#### Problem description:
State how many lines of the records below contain the string "anywhere", counting only case-exact matches. Reply with the number alone.

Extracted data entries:
===

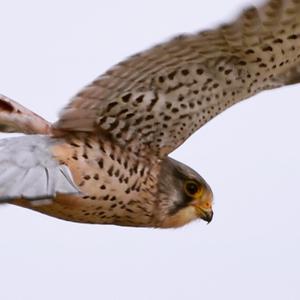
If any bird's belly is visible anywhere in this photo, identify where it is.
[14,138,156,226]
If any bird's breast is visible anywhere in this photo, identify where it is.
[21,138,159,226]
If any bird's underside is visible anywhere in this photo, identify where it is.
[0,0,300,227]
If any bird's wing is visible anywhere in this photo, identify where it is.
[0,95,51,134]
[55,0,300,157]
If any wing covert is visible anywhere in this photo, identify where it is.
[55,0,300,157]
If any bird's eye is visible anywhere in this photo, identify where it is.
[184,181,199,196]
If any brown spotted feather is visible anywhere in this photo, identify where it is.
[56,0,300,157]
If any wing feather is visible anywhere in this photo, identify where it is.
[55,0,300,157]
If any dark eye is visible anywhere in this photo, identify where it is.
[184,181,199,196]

===

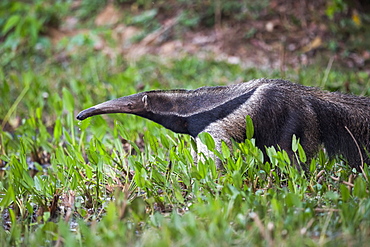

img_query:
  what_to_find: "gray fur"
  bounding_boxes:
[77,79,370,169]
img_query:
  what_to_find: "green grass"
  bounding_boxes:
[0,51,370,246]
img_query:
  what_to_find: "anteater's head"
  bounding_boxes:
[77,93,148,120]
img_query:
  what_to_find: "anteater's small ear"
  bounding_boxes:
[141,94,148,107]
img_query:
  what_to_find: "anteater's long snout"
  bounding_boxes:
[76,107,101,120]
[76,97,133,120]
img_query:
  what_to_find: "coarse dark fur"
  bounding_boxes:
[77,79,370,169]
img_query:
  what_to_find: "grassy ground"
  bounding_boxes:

===

#### Finished exercise:
9